Task goal:
What does the data read, word for word, from the line containing "The component shall indicate each instance of the kitten's left" through its final line? Give those lines only.
- - -
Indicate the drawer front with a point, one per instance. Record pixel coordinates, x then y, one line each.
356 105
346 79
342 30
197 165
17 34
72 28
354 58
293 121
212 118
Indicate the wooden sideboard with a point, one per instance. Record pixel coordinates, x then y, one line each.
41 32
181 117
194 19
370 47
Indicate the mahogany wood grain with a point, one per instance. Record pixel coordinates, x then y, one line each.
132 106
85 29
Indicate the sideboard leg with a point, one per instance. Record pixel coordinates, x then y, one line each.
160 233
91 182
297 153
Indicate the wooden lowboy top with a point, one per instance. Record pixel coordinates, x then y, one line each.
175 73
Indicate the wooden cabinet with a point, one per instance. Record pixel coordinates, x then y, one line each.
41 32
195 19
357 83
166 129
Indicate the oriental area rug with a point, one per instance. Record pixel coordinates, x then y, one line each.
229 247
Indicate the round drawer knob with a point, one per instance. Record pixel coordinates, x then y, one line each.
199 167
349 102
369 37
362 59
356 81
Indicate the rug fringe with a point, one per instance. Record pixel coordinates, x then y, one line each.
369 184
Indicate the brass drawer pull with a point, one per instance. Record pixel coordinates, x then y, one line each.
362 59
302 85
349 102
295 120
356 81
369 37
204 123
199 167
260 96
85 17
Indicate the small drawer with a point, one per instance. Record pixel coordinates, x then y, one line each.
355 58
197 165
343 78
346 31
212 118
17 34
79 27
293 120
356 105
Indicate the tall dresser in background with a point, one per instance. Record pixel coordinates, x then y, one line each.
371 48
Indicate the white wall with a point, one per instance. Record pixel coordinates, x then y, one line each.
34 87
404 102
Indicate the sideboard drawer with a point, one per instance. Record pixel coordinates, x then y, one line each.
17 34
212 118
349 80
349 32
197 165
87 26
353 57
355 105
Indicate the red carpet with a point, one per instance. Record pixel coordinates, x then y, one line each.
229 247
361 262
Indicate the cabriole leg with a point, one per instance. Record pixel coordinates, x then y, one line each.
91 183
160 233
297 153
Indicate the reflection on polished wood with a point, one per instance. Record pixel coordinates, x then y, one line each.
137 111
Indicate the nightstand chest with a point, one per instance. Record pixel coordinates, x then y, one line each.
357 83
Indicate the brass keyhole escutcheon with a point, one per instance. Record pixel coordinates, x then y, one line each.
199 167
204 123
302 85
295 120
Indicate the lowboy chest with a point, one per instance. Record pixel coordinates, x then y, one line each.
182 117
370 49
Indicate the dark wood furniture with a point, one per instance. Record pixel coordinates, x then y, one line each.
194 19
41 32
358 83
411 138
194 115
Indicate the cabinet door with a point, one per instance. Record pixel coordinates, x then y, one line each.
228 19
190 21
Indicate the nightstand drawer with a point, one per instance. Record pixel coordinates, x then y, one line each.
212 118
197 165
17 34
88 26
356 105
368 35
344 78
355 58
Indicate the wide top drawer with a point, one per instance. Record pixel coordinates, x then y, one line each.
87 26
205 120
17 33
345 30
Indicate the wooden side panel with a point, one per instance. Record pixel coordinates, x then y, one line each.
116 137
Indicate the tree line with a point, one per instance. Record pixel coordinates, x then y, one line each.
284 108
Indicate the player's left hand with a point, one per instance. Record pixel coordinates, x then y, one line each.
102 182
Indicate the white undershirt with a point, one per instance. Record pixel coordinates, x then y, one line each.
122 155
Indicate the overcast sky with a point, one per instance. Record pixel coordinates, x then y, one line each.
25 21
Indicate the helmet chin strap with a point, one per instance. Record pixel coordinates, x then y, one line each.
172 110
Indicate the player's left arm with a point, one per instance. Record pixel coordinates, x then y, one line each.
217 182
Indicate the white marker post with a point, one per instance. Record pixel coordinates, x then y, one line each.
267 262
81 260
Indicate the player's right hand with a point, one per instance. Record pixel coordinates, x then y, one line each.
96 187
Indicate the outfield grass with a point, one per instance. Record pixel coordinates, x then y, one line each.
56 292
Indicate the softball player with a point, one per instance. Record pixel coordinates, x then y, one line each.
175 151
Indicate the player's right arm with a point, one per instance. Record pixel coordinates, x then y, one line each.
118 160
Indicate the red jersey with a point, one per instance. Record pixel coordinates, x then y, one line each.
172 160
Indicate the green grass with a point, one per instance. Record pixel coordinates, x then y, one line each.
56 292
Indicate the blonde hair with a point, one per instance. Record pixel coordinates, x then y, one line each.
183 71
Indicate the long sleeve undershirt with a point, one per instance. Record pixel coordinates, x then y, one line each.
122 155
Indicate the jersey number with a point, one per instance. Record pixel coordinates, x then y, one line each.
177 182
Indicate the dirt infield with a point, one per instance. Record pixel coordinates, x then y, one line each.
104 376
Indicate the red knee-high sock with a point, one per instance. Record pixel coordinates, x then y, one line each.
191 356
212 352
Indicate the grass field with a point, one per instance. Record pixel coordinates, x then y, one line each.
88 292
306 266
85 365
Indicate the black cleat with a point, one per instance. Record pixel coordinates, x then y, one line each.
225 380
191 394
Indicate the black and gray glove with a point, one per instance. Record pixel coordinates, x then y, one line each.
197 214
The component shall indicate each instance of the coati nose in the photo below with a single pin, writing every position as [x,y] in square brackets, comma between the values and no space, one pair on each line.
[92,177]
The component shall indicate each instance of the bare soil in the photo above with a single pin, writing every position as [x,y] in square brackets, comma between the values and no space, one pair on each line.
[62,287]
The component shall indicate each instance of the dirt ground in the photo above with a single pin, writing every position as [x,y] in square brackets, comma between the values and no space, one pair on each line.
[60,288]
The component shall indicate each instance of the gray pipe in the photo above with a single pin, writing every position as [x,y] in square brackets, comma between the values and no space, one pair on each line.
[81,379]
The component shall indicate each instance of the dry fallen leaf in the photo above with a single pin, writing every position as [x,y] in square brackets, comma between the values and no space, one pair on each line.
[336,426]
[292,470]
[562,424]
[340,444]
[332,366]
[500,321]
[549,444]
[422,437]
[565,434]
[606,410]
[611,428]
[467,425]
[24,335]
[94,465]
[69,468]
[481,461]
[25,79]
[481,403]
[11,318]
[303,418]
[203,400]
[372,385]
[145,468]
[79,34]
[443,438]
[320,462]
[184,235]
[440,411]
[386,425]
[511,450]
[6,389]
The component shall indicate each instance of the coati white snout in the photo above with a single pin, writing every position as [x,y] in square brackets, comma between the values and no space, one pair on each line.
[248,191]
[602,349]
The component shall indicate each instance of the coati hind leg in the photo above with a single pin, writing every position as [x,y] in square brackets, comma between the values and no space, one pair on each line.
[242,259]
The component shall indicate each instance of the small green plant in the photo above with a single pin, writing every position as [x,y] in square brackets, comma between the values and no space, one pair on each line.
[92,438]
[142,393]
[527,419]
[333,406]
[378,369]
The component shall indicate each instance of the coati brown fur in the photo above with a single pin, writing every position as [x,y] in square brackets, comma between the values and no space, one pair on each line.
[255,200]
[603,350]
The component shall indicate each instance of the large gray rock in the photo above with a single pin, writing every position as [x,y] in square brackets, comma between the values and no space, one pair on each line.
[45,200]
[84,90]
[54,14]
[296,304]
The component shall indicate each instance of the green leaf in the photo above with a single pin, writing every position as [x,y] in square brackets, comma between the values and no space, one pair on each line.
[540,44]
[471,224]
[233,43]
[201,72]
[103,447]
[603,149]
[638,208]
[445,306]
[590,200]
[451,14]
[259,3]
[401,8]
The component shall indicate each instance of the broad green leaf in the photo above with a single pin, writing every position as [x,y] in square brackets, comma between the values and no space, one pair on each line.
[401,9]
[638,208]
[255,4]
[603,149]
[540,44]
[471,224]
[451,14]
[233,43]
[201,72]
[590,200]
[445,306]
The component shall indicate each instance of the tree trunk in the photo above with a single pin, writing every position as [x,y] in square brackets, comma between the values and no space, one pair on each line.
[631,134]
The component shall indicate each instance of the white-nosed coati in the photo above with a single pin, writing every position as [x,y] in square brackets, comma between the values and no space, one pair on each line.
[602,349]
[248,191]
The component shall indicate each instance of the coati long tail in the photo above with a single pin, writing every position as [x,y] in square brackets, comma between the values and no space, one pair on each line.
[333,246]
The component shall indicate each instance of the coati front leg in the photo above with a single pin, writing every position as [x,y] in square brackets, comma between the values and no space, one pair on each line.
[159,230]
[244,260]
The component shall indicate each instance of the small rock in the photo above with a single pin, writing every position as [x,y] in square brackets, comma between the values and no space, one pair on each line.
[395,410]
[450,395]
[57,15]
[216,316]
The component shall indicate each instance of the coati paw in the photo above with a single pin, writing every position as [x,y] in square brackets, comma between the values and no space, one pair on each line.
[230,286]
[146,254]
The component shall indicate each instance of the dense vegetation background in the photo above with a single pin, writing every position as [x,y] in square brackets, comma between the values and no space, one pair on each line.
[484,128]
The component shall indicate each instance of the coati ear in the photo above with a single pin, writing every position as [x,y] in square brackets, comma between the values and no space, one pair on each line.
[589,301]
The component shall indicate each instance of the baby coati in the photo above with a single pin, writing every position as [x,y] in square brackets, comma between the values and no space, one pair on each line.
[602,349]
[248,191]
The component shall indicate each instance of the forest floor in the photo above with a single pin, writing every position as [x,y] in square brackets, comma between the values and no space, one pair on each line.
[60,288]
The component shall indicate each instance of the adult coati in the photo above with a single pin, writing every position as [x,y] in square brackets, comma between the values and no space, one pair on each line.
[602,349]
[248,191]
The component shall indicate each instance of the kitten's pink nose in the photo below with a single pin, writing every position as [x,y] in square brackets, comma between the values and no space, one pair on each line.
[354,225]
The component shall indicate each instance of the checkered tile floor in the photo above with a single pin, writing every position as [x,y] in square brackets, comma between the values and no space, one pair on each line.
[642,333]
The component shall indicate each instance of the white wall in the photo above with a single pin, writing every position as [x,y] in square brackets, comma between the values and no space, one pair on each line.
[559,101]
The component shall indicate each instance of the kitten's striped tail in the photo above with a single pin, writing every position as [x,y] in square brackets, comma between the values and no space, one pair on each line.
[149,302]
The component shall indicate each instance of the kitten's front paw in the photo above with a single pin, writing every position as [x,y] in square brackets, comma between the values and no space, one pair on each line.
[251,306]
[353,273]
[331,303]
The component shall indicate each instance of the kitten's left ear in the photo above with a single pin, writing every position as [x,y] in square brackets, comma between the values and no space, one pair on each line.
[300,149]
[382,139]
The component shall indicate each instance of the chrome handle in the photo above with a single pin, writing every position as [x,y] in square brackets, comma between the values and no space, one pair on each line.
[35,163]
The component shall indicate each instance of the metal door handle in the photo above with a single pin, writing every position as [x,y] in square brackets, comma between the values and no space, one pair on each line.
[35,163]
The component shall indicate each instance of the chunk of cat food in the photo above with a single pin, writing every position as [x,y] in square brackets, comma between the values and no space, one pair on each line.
- - -
Answer space:
The component shall indicate each instance of the kitten's left ear in the photo above with a single pin, writing every position as [x,y] in square brackets, comma between the values and no space, one pair on each line.
[300,149]
[382,139]
The component shall indicate each instance of the chrome handle in the photo above with a single pin, writing every position as [x,y] in square brackets, comma between the values and no space, one pair on each line.
[35,163]
The component shall indicate each instance of the metal door handle in the photo above with a single pin, writing every position as [x,y] in square brackets, comma between the values and no space, one pair on each line.
[35,163]
The component shall indicate each instance of the chunk of cat food in the photo above with a single pin, writing every position as [x,y] in square brackets, comma between the values and no space, one pair on each line.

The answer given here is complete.